Entries supplied section start

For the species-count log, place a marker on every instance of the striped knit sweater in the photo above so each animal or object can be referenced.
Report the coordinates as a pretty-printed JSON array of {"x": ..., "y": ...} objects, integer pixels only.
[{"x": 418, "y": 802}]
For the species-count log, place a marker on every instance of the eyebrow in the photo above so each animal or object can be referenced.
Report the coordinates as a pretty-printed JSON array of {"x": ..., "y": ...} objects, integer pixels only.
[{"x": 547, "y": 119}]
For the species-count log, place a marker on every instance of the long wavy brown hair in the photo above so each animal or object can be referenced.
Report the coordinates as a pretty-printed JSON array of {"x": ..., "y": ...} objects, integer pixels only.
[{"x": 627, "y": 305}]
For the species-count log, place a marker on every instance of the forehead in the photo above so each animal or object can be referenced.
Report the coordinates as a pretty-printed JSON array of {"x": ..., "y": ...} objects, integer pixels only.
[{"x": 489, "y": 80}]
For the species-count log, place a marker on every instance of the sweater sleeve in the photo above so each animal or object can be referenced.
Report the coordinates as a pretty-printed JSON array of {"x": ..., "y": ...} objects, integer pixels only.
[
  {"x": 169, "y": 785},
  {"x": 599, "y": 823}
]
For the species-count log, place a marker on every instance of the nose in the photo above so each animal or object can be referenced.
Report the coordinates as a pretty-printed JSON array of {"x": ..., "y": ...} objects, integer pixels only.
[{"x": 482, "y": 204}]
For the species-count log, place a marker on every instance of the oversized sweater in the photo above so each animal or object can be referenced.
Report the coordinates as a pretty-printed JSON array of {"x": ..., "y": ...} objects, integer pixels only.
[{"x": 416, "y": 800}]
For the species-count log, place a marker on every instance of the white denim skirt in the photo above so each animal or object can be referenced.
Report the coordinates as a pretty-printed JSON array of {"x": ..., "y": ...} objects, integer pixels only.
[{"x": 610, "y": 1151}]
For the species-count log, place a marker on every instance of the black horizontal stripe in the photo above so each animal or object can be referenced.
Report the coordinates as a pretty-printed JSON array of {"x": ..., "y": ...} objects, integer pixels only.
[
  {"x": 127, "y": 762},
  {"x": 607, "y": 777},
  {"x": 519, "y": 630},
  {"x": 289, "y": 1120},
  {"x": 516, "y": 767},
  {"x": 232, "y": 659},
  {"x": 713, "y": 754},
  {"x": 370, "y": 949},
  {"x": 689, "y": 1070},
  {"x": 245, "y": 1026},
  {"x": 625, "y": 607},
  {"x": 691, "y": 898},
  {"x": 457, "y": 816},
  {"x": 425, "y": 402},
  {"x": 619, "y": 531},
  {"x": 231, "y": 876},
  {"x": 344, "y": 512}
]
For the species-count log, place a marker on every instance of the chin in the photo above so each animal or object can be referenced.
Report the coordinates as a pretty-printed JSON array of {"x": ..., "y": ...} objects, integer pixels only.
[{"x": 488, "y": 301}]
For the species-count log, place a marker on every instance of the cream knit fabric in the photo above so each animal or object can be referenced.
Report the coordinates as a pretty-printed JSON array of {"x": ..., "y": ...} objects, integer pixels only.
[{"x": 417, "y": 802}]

Entries supplied section end

- What to work on -
Restate, word for word and with nothing added, the lines from the first line of the listing through the one where "of the eyebrow" stands.

- Response -
For the species-count log, place a marker on every instance of the striped knit sweater in the photo above so each animal or object can be referenced.
Report the coordinates as a pretty-printed JSON array of {"x": ..., "y": ...} objects, integer pixels only.
[{"x": 418, "y": 802}]
For the species-count log, place a marker on every instance of the eyebrow in the photo above so each animal or object can be referenced.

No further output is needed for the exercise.